» Try it: Output the line that contains "positive clicks: (298, 239) (352, 235)" and every line after it to the end of the entries, with nothing added or left out.
[Input — start]
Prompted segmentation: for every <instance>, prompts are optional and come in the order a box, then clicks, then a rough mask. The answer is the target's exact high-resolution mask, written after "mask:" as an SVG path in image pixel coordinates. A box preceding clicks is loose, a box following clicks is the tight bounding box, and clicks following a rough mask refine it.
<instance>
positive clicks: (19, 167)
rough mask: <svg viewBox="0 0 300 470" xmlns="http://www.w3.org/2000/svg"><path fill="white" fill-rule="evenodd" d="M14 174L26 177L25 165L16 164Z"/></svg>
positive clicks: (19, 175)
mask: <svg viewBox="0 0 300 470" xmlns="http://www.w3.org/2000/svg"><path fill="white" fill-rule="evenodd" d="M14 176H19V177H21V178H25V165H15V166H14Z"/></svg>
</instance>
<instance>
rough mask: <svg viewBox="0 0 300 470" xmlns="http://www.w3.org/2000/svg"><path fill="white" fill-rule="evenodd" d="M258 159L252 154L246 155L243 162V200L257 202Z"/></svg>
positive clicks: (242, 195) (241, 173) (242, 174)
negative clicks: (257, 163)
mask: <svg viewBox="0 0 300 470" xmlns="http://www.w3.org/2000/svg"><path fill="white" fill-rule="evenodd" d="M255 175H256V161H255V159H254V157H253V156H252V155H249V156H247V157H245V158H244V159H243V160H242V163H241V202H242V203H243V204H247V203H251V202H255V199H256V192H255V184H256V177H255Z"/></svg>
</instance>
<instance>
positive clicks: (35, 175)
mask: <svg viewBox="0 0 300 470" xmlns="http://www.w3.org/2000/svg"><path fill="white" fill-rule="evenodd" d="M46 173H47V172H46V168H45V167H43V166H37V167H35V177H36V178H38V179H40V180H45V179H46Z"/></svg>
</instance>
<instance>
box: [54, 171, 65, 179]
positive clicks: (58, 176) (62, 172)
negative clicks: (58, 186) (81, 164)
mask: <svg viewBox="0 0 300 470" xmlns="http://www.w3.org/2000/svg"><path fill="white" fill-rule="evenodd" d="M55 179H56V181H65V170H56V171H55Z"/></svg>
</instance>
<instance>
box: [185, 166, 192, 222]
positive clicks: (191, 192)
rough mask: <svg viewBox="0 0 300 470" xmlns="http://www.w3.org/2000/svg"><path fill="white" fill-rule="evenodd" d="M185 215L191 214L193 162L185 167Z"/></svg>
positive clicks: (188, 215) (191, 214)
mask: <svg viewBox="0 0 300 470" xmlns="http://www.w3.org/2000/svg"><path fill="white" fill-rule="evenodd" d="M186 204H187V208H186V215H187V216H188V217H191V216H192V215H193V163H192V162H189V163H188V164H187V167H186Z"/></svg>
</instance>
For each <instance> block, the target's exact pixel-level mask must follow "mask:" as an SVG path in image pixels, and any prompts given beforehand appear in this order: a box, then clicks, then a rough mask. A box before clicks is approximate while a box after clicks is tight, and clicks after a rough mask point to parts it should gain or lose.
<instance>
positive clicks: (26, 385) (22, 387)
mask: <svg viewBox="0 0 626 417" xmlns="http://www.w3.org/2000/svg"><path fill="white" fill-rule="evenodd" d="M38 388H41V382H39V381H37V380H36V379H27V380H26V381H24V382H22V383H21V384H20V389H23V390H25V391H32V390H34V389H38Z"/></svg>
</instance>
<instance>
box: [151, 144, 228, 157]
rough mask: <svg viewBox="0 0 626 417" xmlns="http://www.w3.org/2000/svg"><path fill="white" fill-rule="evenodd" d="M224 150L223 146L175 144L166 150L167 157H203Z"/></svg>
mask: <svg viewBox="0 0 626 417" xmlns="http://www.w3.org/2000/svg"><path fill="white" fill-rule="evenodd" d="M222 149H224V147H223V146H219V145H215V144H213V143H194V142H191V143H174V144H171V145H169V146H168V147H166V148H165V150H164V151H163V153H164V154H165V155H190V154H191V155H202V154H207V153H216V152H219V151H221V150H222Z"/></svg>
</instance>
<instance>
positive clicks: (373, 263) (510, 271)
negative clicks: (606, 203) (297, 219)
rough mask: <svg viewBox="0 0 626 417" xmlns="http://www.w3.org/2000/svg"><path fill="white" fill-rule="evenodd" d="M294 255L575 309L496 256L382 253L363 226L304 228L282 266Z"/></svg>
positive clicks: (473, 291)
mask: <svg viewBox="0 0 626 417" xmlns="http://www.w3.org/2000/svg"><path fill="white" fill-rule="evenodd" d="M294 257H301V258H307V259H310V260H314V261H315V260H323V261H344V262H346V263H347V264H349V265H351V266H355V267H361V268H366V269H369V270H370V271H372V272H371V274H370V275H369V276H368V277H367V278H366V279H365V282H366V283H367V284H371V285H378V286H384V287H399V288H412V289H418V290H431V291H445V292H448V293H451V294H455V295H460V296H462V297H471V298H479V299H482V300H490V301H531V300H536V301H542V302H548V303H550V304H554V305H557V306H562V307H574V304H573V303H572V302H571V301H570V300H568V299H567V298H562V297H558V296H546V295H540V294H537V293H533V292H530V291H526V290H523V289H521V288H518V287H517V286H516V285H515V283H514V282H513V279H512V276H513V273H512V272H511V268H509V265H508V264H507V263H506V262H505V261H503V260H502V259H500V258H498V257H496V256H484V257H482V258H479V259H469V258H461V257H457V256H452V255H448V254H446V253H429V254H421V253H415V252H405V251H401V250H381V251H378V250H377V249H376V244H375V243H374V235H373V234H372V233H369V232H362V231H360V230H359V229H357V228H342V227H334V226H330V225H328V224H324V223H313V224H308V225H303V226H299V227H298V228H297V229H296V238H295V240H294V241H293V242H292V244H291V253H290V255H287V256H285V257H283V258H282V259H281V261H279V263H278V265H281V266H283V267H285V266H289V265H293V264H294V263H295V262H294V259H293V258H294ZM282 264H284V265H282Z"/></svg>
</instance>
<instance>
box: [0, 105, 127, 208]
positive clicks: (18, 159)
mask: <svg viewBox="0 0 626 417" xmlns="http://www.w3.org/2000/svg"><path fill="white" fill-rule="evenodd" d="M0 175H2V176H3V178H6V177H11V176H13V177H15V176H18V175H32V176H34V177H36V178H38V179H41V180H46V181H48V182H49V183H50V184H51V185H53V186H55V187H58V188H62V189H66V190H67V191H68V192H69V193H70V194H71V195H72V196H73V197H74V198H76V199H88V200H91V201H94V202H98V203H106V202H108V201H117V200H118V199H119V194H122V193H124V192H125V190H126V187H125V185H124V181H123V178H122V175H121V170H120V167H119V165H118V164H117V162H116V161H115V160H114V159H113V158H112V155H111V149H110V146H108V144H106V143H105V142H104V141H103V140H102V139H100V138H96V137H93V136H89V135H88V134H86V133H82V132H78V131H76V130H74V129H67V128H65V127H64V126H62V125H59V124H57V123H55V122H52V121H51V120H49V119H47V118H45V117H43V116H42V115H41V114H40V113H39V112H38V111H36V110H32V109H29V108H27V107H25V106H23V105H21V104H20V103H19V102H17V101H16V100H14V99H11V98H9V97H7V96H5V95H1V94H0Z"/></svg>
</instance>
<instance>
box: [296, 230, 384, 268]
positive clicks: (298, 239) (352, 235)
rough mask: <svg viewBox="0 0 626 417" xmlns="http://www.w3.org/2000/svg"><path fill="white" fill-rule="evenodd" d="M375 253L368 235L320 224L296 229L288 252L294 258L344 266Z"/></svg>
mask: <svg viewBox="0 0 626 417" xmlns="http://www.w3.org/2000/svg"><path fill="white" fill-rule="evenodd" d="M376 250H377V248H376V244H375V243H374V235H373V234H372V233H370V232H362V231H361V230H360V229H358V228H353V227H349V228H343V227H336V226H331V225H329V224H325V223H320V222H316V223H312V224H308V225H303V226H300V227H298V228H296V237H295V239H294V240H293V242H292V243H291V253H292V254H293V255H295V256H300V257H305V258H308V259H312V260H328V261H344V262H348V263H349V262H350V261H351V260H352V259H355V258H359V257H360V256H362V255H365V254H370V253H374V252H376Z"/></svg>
[Input — finish]
» Response for this exercise:
positive clicks: (298, 239) (352, 235)
rough mask: <svg viewBox="0 0 626 417" xmlns="http://www.w3.org/2000/svg"><path fill="white" fill-rule="evenodd" d="M375 253L368 235L320 224L296 229L288 252L294 258L344 266Z"/></svg>
mask: <svg viewBox="0 0 626 417" xmlns="http://www.w3.org/2000/svg"><path fill="white" fill-rule="evenodd" d="M376 250H377V248H376V244H375V243H374V235H373V234H372V233H370V232H362V231H361V230H360V229H358V228H353V227H349V228H343V227H336V226H331V225H329V224H325V223H320V222H316V223H312V224H308V225H303V226H300V227H298V228H296V237H295V239H294V240H293V242H292V243H291V253H292V254H293V255H295V256H300V257H305V258H308V259H312V260H328V261H344V262H348V263H349V262H350V261H351V260H352V259H355V258H359V257H360V256H362V255H365V254H370V253H374V252H376Z"/></svg>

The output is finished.